**What to work on:**
Please gather every line in the items below that contains the word "instance", where case counts.
--- Start Entries supplied ---
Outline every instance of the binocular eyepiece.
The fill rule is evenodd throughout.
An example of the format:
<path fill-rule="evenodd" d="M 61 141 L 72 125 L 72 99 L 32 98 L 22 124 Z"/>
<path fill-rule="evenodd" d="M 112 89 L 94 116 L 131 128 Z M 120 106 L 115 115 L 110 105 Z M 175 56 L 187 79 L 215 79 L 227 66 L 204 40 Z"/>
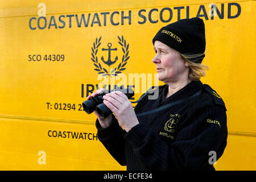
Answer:
<path fill-rule="evenodd" d="M 110 92 L 114 91 L 120 91 L 123 92 L 128 98 L 134 96 L 133 90 L 128 87 L 126 89 L 122 89 L 122 87 L 116 87 L 115 89 L 111 90 Z M 108 90 L 99 93 L 96 97 L 92 97 L 91 99 L 86 100 L 82 102 L 82 107 L 87 114 L 90 114 L 95 110 L 97 110 L 98 114 L 102 118 L 106 118 L 112 113 L 110 110 L 104 103 L 103 96 L 109 93 Z"/>

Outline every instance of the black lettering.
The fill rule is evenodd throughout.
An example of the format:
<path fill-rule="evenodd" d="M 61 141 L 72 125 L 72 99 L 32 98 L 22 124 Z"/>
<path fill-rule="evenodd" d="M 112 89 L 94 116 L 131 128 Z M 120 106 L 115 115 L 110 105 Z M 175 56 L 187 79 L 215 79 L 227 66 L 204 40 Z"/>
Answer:
<path fill-rule="evenodd" d="M 82 88 L 81 96 L 82 96 L 82 98 L 83 98 L 84 97 L 84 84 L 82 84 L 81 88 Z"/>
<path fill-rule="evenodd" d="M 57 136 L 57 131 L 52 131 L 52 136 L 56 137 Z"/>
<path fill-rule="evenodd" d="M 41 20 L 41 19 L 43 19 L 44 20 L 44 26 L 42 27 L 40 26 L 40 20 Z M 38 27 L 39 29 L 42 30 L 46 28 L 47 24 L 47 20 L 46 19 L 46 17 L 40 16 L 39 17 L 39 18 L 38 19 Z"/>
<path fill-rule="evenodd" d="M 123 24 L 124 24 L 123 20 L 125 19 L 128 19 L 129 20 L 129 24 L 131 24 L 131 11 L 129 10 L 129 15 L 128 16 L 125 16 L 125 15 L 124 15 L 125 13 L 123 12 L 123 11 L 122 11 L 122 12 L 121 12 L 121 19 L 122 19 L 121 24 L 122 25 L 123 25 Z"/>
<path fill-rule="evenodd" d="M 203 13 L 204 13 L 203 15 L 200 14 L 201 10 L 203 10 Z M 199 7 L 196 17 L 204 17 L 207 20 L 209 19 L 208 16 L 207 16 L 207 13 L 206 13 L 205 7 L 204 5 L 200 5 Z"/>
<path fill-rule="evenodd" d="M 65 138 L 67 137 L 66 131 L 63 131 L 63 138 Z"/>
<path fill-rule="evenodd" d="M 69 28 L 71 28 L 71 27 L 72 27 L 72 18 L 73 17 L 73 16 L 74 16 L 75 15 L 66 15 L 66 16 L 67 17 L 68 17 L 69 18 Z"/>
<path fill-rule="evenodd" d="M 90 135 L 92 135 L 92 134 L 90 133 L 89 133 L 88 135 L 87 135 L 87 136 L 88 136 L 88 139 L 89 139 L 90 140 L 92 140 L 92 138 L 90 138 L 90 137 L 89 136 Z"/>
<path fill-rule="evenodd" d="M 113 20 L 113 16 L 114 16 L 114 15 L 115 14 L 119 14 L 119 12 L 118 11 L 114 11 L 113 13 L 112 13 L 112 14 L 110 15 L 110 23 L 111 23 L 111 24 L 112 24 L 114 26 L 117 26 L 117 25 L 119 24 L 119 22 L 118 23 L 114 23 L 114 21 Z"/>
<path fill-rule="evenodd" d="M 142 9 L 142 10 L 139 10 L 139 16 L 141 17 L 143 19 L 143 22 L 138 21 L 138 23 L 139 24 L 144 24 L 147 21 L 147 18 L 144 15 L 142 14 L 142 12 L 146 12 L 146 10 Z"/>
<path fill-rule="evenodd" d="M 64 27 L 65 27 L 65 23 L 64 21 L 63 21 L 61 19 L 61 18 L 63 18 L 63 17 L 65 18 L 65 16 L 60 15 L 60 16 L 59 16 L 59 22 L 60 22 L 60 23 L 61 23 L 63 24 L 63 26 L 61 27 L 60 26 L 59 26 L 59 28 L 63 28 Z"/>
<path fill-rule="evenodd" d="M 163 13 L 164 10 L 168 10 L 168 11 L 169 11 L 169 13 L 170 13 L 169 19 L 166 20 L 164 20 L 163 18 Z M 164 22 L 164 23 L 167 23 L 167 22 L 169 22 L 170 21 L 171 21 L 172 20 L 172 10 L 170 7 L 164 7 L 164 8 L 162 9 L 161 11 L 160 11 L 160 20 L 161 20 L 161 22 Z"/>
<path fill-rule="evenodd" d="M 186 18 L 189 18 L 189 6 L 187 6 L 187 16 Z"/>
<path fill-rule="evenodd" d="M 94 134 L 93 133 L 93 140 L 94 140 L 94 138 L 96 138 L 96 140 L 98 140 L 98 135 L 96 134 L 96 135 L 94 135 Z"/>
<path fill-rule="evenodd" d="M 237 7 L 237 14 L 233 16 L 231 15 L 231 6 L 236 6 Z M 239 16 L 241 14 L 241 6 L 240 5 L 236 2 L 229 3 L 228 4 L 228 18 L 236 18 Z"/>
<path fill-rule="evenodd" d="M 74 134 L 73 135 L 73 133 Z M 76 139 L 77 139 L 78 137 L 78 133 L 76 133 L 76 132 L 71 132 L 71 136 L 72 136 L 72 138 L 76 138 Z"/>
<path fill-rule="evenodd" d="M 67 132 L 68 133 L 68 138 L 69 138 L 69 133 L 71 133 L 71 131 L 67 131 Z"/>
<path fill-rule="evenodd" d="M 210 15 L 210 19 L 213 19 L 214 10 L 216 11 L 216 13 L 218 15 L 218 18 L 220 18 L 220 19 L 224 18 L 224 3 L 221 3 L 221 14 L 220 13 L 220 11 L 218 10 L 218 8 L 216 6 L 216 5 L 215 4 L 212 5 L 211 6 L 212 14 Z"/>
<path fill-rule="evenodd" d="M 60 137 L 60 136 L 62 138 L 62 135 L 61 135 L 61 131 L 59 131 L 58 137 Z"/>
<path fill-rule="evenodd" d="M 109 14 L 109 12 L 103 12 L 103 13 L 101 13 L 101 15 L 104 15 L 104 26 L 106 26 L 106 15 Z"/>
<path fill-rule="evenodd" d="M 177 20 L 179 20 L 180 19 L 180 10 L 184 9 L 184 6 L 174 7 L 174 9 L 177 10 Z"/>
<path fill-rule="evenodd" d="M 48 131 L 48 135 L 49 136 L 49 137 L 52 137 L 52 136 L 50 136 L 50 135 L 49 135 L 49 133 L 50 132 L 51 132 L 52 131 L 52 130 L 49 130 L 49 131 Z"/>
<path fill-rule="evenodd" d="M 88 14 L 88 17 L 87 18 L 87 22 L 85 21 L 85 18 L 84 18 L 84 14 L 82 14 L 81 15 L 81 19 L 80 22 L 79 21 L 79 18 L 77 14 L 76 14 L 76 23 L 77 24 L 78 27 L 81 27 L 82 25 L 82 20 L 84 22 L 84 25 L 85 27 L 87 27 L 88 26 L 89 24 L 89 20 L 90 19 L 90 13 Z"/>
<path fill-rule="evenodd" d="M 52 21 L 53 21 L 53 24 L 52 24 Z M 56 21 L 55 21 L 55 18 L 54 18 L 54 16 L 51 16 L 50 22 L 49 23 L 49 26 L 48 26 L 48 29 L 49 29 L 51 28 L 51 26 L 53 26 L 55 27 L 55 28 L 57 28 L 57 24 L 56 23 Z"/>
<path fill-rule="evenodd" d="M 36 30 L 36 27 L 35 27 L 35 28 L 33 28 L 31 27 L 31 20 L 33 19 L 36 19 L 36 18 L 35 18 L 35 17 L 32 17 L 30 19 L 30 21 L 28 22 L 28 24 L 30 26 L 30 28 L 31 30 Z"/>
<path fill-rule="evenodd" d="M 149 20 L 150 22 L 151 23 L 158 23 L 158 20 L 153 20 L 152 19 L 152 16 L 151 16 L 151 15 L 152 15 L 152 13 L 153 11 L 157 11 L 157 12 L 158 12 L 158 9 L 156 9 L 156 8 L 154 8 L 154 9 L 151 9 L 151 10 L 150 11 L 150 12 L 148 13 L 148 20 Z"/>
<path fill-rule="evenodd" d="M 95 19 L 97 19 L 97 20 L 95 20 Z M 98 14 L 97 13 L 94 13 L 94 15 L 93 16 L 93 18 L 92 22 L 92 24 L 90 25 L 91 27 L 93 26 L 93 24 L 94 23 L 98 23 L 98 26 L 100 27 L 101 26 L 101 22 L 100 21 L 100 18 L 98 18 Z"/>
<path fill-rule="evenodd" d="M 80 139 L 80 138 L 81 138 L 82 139 L 84 139 L 84 136 L 82 136 L 82 133 L 80 133 L 79 134 L 79 139 Z"/>
<path fill-rule="evenodd" d="M 83 134 L 84 134 L 84 139 L 86 139 L 87 133 L 83 133 Z"/>
<path fill-rule="evenodd" d="M 91 87 L 92 89 L 89 89 L 89 88 Z M 94 90 L 94 86 L 92 84 L 86 84 L 86 97 L 89 96 L 89 93 L 92 93 Z"/>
--- End Entries supplied ---
**Solution to this task:**
Outline every instance of the binocular eyepiece.
Outline every instance of the black lettering.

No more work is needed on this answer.